— begin RECORDS FOR THE TASK —
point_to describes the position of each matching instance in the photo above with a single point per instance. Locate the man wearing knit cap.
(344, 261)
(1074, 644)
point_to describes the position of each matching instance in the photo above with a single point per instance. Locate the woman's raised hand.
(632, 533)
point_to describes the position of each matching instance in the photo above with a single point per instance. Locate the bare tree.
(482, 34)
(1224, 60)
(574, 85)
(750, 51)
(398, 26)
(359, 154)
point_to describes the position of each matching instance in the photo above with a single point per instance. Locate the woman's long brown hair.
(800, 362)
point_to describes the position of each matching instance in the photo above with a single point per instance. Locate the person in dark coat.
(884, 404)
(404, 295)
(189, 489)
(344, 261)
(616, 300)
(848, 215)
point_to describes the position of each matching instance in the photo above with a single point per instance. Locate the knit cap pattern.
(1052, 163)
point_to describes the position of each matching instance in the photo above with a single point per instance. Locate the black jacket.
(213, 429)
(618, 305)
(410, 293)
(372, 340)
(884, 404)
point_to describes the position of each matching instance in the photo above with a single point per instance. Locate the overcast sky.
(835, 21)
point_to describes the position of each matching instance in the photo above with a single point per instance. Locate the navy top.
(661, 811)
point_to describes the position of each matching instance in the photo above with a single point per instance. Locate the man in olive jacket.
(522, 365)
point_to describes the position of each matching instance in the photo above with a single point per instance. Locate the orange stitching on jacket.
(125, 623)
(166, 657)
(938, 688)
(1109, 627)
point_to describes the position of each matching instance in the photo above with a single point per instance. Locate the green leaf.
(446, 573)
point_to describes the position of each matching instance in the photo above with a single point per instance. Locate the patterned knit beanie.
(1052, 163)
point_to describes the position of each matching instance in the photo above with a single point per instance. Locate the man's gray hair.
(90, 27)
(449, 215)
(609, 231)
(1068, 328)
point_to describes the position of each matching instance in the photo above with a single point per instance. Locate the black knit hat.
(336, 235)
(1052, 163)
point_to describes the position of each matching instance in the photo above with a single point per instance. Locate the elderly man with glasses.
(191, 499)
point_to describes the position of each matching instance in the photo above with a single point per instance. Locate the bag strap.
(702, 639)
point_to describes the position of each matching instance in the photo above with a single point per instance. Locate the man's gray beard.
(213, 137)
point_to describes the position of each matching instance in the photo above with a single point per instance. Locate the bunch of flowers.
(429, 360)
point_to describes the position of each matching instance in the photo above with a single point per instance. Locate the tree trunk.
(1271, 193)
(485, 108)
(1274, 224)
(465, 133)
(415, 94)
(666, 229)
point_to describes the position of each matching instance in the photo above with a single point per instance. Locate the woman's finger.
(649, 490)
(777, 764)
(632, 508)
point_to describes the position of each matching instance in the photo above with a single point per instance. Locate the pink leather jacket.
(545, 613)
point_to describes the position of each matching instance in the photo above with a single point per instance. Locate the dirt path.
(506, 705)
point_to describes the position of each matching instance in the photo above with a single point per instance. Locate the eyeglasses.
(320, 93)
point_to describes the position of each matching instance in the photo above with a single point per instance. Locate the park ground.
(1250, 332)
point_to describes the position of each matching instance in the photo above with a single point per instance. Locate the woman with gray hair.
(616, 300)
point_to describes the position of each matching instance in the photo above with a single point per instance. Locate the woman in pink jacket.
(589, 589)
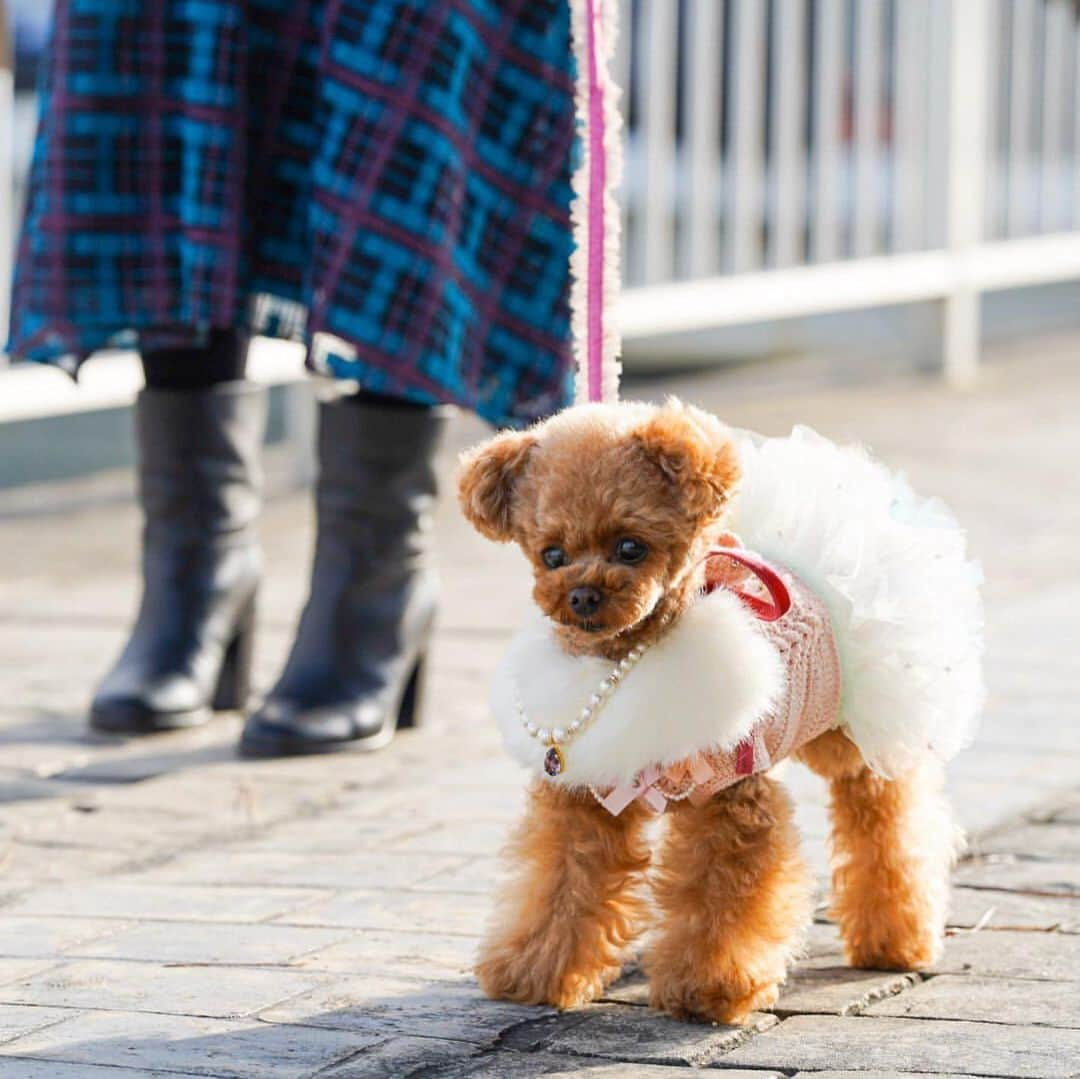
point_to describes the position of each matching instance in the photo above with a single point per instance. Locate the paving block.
— end RECORDS FOR THE TASK —
Arrange the full listing above as a Markdown table with two columns, Row and Line, giving each row a number and skipping any blank lines. Omit the pictures.

**EXERCISE RESULT**:
| Row | Line |
|---|---|
| 1 | point_to describes the position of each matching instance in the photo above with a single point per instance. Locate the man wearing knit cap. |
| 2 | (344, 261) |
| 3 | (1074, 644) |
| 4 | point_to describes the position of each matching instance in the photo above with a single point per instance. Locate the woman's raised hand. |
| 5 | (632, 533) |
| 6 | point_to describes the position of each matching instance in the photo above with a single point per instance. Locate the bare tree. |
| 7 | (482, 34) |
| 8 | (1224, 60) |
| 9 | (574, 85) |
| 10 | (750, 51) |
| 11 | (398, 26) |
| 12 | (359, 154) |
| 13 | point_to describes the position of each matching instance in the photo above with a single point per instance. Locate the woman's long brown hair. |
| 14 | (800, 362) |
| 15 | point_to describes the position of each matching instance in the photo above with a single point per instance. Locate the person in dark coat. |
| 16 | (884, 404) |
| 17 | (404, 295) |
| 18 | (189, 489) |
| 19 | (344, 261) |
| 20 | (616, 300) |
| 21 | (848, 215) |
| 22 | point_to describes the position of each matching instance in the photo above with a single point per instance. Locate the knit cap pattern. |
| 23 | (1052, 163) |
| 24 | point_to describes the position of each matching instance in the photo above with a single point per instance. Locate the black jacket. |
| 25 | (213, 429) |
| 26 | (618, 305) |
| 27 | (410, 293) |
| 28 | (372, 340) |
| 29 | (884, 404) |
| 30 | point_to describes the position of each matching instance in the photo above with a single point per instance. Locate the overcast sky. |
| 31 | (835, 21) |
| 32 | point_to describes the position of each matching instance in the photo above with a single point per instance. Locate the navy top. |
| 33 | (661, 811) |
| 34 | point_to describes the position of each matching instance in the photo above with a single point per instance. Locate the man in olive jacket. |
| 35 | (522, 365) |
| 36 | point_to describes the position of each matching instance in the photo above with a single point per instance. Locate the orange stitching on jacket. |
| 37 | (125, 623) |
| 38 | (166, 657) |
| 39 | (938, 688) |
| 40 | (1109, 627) |
| 41 | point_to describes the position of each matching instance in the photo above with a single point per instance. Locate the green leaf. |
| 42 | (446, 573) |
| 43 | point_to describes the position of each matching instance in the photo above with a single point per instance. Locate the patterned knit beanie. |
| 44 | (1052, 163) |
| 45 | point_to describes the position of each matching instance in the photo above with a single point per instance. Locate the man's gray hair. |
| 46 | (90, 27) |
| 47 | (449, 215) |
| 48 | (609, 231) |
| 49 | (1068, 328) |
| 50 | point_to describes the position of each matching instance in the photo above with a single point per instance. Locate the black knit hat. |
| 51 | (336, 235) |
| 52 | (1052, 163) |
| 53 | point_to describes the position of each matching instance in the photo above with a single point per instance. Locate the elderly man with glasses. |
| 54 | (191, 499) |
| 55 | point_to describes the position of each matching instance in the photo above with a single point per instance. Locate the bag strap. |
| 56 | (702, 639) |
| 57 | point_to describes the position of each matching instance in the photo above with a single point per instance. Locate the man's gray beard. |
| 58 | (213, 137) |
| 59 | point_to describes the position of each matching instance in the photo above with a single point per instance. Locate the bunch of flowers. |
| 60 | (429, 360) |
| 61 | point_to describes the position of each matching instance in the photo above with a single point per instance. Locate the tree trunk. |
| 62 | (1271, 193) |
| 63 | (485, 108) |
| 64 | (1274, 224) |
| 65 | (465, 133) |
| 66 | (415, 94) |
| 67 | (666, 229) |
| 68 | point_to describes the position of each matching instance in the photo above with a single point per instance. Locate the woman's finger. |
| 69 | (649, 490) |
| 70 | (777, 764) |
| 71 | (632, 508) |
| 72 | point_to describes the position of each matching instance in the photo above with a single point per instance. Locate the pink leather jacket. |
| 73 | (545, 613) |
| 74 | point_to describes the position of each matching instance in the photo above with a single point per instance. Locate the dirt path. |
| 75 | (506, 705) |
| 76 | point_to describes the position of each matching instance in the photo above with a single point per instance. Locate the eyeglasses. |
| 77 | (320, 93) |
| 78 | point_to describes the position of each matching instance in the photo above with a single point per instance. Locate the park ground. |
| 79 | (1250, 332) |
| 80 | point_to describes the position of each matching instance in the photo above with a single point per instance. Locate the woman with gray hair. |
| 81 | (616, 300) |
| 82 | point_to describes the position of each matching instance in the photo above with a single point per instance. Locate the woman in pink jacket. |
| 83 | (589, 589) |
| 84 | point_to describes the position of each matching instance in the photo above with a single point per instance. Locate the paving block. |